To be done →
1/ In the mailing-list message on PCI DMA lockups, why does the quoted reply question point #4? Answer in one to three sentences.
2/ According to the mailing-list message on PCI DMA lockups, how long did the 4.0 driver survive torture under 3.3?
3/ Write the next part of the mailing-list message on PCI DMA lockups, picking up after its last line.

Excerpt provided →
################

Skip site navigation (1)Skip section navigation (2)
Date:      Tue, 07 Dec 1999 20:01:39 +0800
From:      Peter Wemm <peter@netplex.com.au>
To:        Ed Hall <edhall@screech.weirdnoise.com>
Cc:        Matthew Dillon <dillon@apollo.backplane.com>, "Jonathan M. Bresler" <jmb@hub.freebsd.org>, kris@hub.freebsd.org, freebsd-hackers@FreeBSD.ORG
Subject:   Re: PCI DMA lockups in 3.2 (3.3 maybe?) 
Message-ID:  <19991207120139.869F01CC6@overcee.netplex.com.au>
In-Reply-To: Message from Ed Hall <edhall@screech.weirdnoise.com>  of "Mon, 06 Dec 1999 13:26:38 PST." <199912062126.NAA30946@screech.weirdnoise.com> 

next in thread | previous in thread | raw e-mail | index | archive | help
Ed Hall wrote:
> : you wrote:
> : : I wrote:
> : :4) Using a different SCSI driver (Peter managed to get a driver from 4.0
> : :   hooked up under 3.3, and it survived two days of torture that would
> : :   have toasted things within an hour using the stock driver; you'll have
> : :   to ask him for details).
> : 
> :     Ed, this is great stuff!
> : 
> :     Are you sure about #4?  Is that the same ncr.c driver or something
> :     else?  There are only a few differences between the 3.x and 4.x
> :     /usr/src/sys/pci/ncr.c drivers.  Which Peter, Peter Wemm?

################

Photo object pointing records →
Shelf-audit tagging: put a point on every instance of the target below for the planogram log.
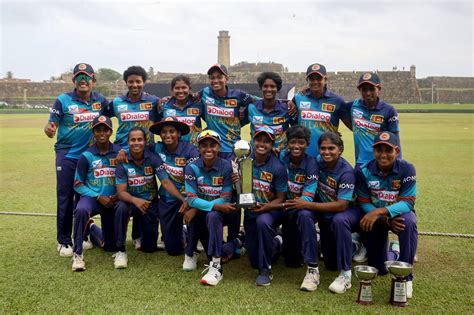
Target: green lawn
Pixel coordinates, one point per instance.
(35, 279)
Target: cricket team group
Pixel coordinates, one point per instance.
(311, 203)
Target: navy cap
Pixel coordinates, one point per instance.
(387, 138)
(370, 78)
(83, 68)
(219, 67)
(316, 68)
(169, 121)
(102, 120)
(265, 129)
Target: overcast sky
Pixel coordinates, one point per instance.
(40, 39)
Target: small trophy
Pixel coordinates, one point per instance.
(245, 197)
(399, 270)
(365, 274)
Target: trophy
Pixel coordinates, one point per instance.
(399, 270)
(245, 197)
(365, 274)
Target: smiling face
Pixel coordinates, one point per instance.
(135, 85)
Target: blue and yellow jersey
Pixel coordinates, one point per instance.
(95, 172)
(207, 187)
(278, 119)
(335, 184)
(223, 114)
(366, 123)
(141, 113)
(140, 179)
(302, 180)
(190, 115)
(74, 117)
(174, 164)
(319, 115)
(395, 191)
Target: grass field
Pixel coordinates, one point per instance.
(35, 279)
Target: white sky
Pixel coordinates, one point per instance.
(39, 39)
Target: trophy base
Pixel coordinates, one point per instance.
(398, 293)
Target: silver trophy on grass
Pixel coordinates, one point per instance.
(365, 274)
(245, 197)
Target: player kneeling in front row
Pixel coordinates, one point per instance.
(95, 182)
(337, 215)
(386, 191)
(208, 186)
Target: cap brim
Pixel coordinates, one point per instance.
(181, 127)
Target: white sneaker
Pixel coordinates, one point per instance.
(86, 245)
(64, 250)
(409, 289)
(190, 262)
(361, 255)
(340, 285)
(213, 275)
(121, 260)
(137, 243)
(311, 280)
(78, 263)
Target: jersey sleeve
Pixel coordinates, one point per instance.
(407, 195)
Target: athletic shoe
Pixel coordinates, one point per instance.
(86, 245)
(340, 285)
(213, 275)
(64, 250)
(311, 280)
(361, 255)
(137, 243)
(190, 262)
(121, 260)
(264, 277)
(78, 263)
(409, 289)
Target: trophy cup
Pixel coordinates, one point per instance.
(245, 197)
(399, 270)
(365, 274)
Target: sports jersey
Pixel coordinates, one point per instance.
(319, 115)
(140, 179)
(74, 117)
(395, 191)
(207, 187)
(335, 184)
(278, 119)
(303, 179)
(190, 115)
(96, 172)
(174, 164)
(141, 113)
(367, 122)
(222, 114)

################

Set of answers →
1/ The reply doubts point #4 because there are only a few differences between the 3.x and 4.x /usr/src/sys/pci/ncr.c drivers. For that reason it asks whether the driver Peter used was the same ncr.c driver or something else.

2/ It survived two days of torture.

3/
> 
> It was Peter Wemm.  I may be misunderstanding just what he did--trying
> the 4.0 driver was just one several experiments he proposed and
> performed.  And saying that it "worked" is provisional; two days of
> testing strongly suggests that it reduced the problem with 3.3 to
> acceptible levels for my application.  Is it truly a "fix?" I don't
> know.
> 
> 		-Ed

I might add that others have found that using sym + fxp on the N440BX
motherboards didn't solve their problems, or moved the problem elsewhere,
eg: to the sbdrop() etc routines.  One other interesting variable.. an ahc
+ pn driver combination on a 440BX motherboard under -current in late may
99 had the exact same problems we saw a number of times with ncr + fxp (ie:
sbdrop, sbflush, m_copym etc panics).  The same motherboard with ahc + de or
fxp did not have the problems.

In all cases the panics were extremely "strange".  The original fxp+ncr
combination changed it's crash pattern when we put extra debugging in it to
sanity check and check conditions.  The results varied from registers getting
clobbered (as though an interrupt happened and the trapframe on the stack got
changed by the interrupt handler and then returned with garbage contents in
some registers.. this is what seems to be happening in the fxp_add_rfabuf()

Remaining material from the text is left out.